## [Prompt]
Output only the lines from the start of the entries through the line holding "Target: jet engine". Each line must match the original exactly.

## [Data extract]
Content starts

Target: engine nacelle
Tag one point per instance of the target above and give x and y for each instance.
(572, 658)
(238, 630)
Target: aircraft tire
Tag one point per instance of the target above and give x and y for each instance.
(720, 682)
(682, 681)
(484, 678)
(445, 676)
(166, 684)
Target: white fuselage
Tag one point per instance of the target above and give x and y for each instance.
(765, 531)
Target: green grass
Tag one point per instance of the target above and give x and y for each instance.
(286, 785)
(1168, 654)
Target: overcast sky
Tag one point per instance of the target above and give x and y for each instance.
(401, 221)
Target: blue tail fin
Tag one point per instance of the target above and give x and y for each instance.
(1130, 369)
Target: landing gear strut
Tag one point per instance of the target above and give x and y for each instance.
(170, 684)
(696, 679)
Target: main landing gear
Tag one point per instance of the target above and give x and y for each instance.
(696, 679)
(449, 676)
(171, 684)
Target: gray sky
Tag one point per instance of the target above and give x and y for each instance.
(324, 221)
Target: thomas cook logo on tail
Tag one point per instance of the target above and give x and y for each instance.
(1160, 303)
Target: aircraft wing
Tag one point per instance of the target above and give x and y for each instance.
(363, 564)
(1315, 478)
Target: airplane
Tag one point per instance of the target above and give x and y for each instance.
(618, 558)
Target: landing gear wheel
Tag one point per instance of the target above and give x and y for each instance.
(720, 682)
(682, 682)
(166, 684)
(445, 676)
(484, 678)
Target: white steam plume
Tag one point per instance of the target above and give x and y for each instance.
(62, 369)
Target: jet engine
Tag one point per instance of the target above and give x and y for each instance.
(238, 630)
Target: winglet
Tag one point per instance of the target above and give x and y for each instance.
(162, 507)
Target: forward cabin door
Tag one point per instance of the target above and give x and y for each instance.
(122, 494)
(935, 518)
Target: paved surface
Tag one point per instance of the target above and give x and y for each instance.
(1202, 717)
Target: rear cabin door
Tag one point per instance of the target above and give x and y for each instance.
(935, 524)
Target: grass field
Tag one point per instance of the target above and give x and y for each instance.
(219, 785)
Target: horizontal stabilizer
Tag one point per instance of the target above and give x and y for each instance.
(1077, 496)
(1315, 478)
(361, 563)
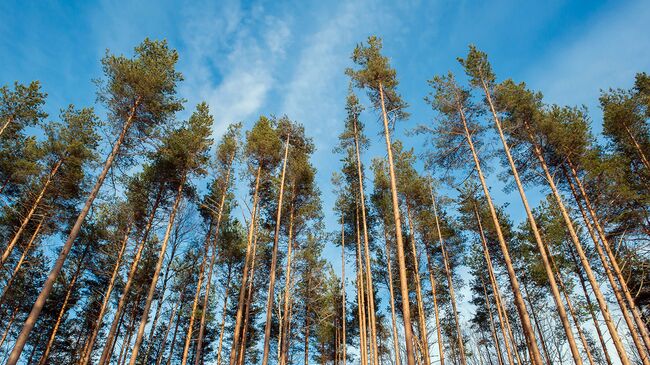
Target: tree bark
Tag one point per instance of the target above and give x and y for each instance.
(540, 244)
(406, 309)
(242, 289)
(197, 296)
(418, 286)
(274, 259)
(65, 250)
(156, 274)
(618, 344)
(105, 357)
(30, 213)
(88, 348)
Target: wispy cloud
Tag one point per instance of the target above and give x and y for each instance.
(231, 57)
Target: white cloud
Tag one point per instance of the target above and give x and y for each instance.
(607, 54)
(231, 58)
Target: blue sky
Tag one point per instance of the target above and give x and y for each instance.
(272, 57)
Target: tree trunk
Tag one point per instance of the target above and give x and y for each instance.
(28, 217)
(610, 254)
(105, 358)
(406, 308)
(536, 357)
(369, 284)
(450, 282)
(343, 300)
(286, 320)
(495, 289)
(14, 273)
(418, 286)
(361, 304)
(161, 300)
(492, 330)
(65, 250)
(242, 289)
(249, 302)
(62, 312)
(178, 306)
(197, 295)
(223, 316)
(156, 274)
(206, 297)
(88, 348)
(618, 344)
(274, 259)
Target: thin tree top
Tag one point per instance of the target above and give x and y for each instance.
(375, 73)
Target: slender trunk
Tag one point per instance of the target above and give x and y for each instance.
(197, 296)
(406, 308)
(637, 146)
(361, 304)
(542, 340)
(495, 288)
(30, 213)
(105, 357)
(62, 312)
(14, 273)
(422, 319)
(371, 294)
(434, 295)
(492, 330)
(450, 283)
(11, 322)
(6, 124)
(343, 300)
(161, 300)
(274, 259)
(576, 321)
(540, 244)
(223, 315)
(608, 249)
(242, 288)
(611, 326)
(249, 302)
(88, 347)
(536, 357)
(65, 250)
(286, 320)
(590, 306)
(156, 274)
(173, 343)
(161, 350)
(206, 297)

Content ends

## [Result of the exercise]
Target: engine nacelle
Tag one point per instance of the target above and give x and y for each instance.
(572, 658)
(238, 630)
Target: aircraft tire
Tag one point per instance of the target above and give x and y for each instance.
(720, 682)
(682, 681)
(484, 678)
(445, 676)
(166, 684)
Target: white fuselage
Tag one point per instance of the target above and give x and y for each instance.
(765, 531)
Target: green grass
Tag one point per instance of the target above and give x and y for each instance.
(286, 785)
(1168, 654)
Target: overcast sky
Tag one point per instance of the target above and give x and y for each instance.
(401, 221)
Target: blue tail fin
Tag one point per instance of the target above and give x and y for each instance.
(1130, 369)
Target: landing gear strut
Tag one point per instance of the target above and give x and y for each instance.
(170, 684)
(696, 679)
Target: main landing gear
Tag one point per instance of the target above and give x and y for each instance.
(696, 679)
(449, 676)
(171, 684)
Target: gray sky
Tag one point per instance of the target above and give x and y for each instance.
(324, 221)
Target: thomas cook logo on tail
Tag one point per instance of the target above and give x and y for each instance.
(1160, 303)
Target: aircraft wing
Tag one point per instance of the target above and give x and y for each instance.
(363, 564)
(1315, 478)
Target: airplane
Tag one point per instance of the target above and give x and y for each instance.
(618, 558)
Target: landing gear wheel
Tag one point per instance of the target above and give x and y for each instance.
(720, 682)
(682, 682)
(166, 684)
(445, 676)
(484, 678)
Target: white steam plume
Tag one point per instance of the target above and give x and y for each instance.
(62, 369)
Target: jet engine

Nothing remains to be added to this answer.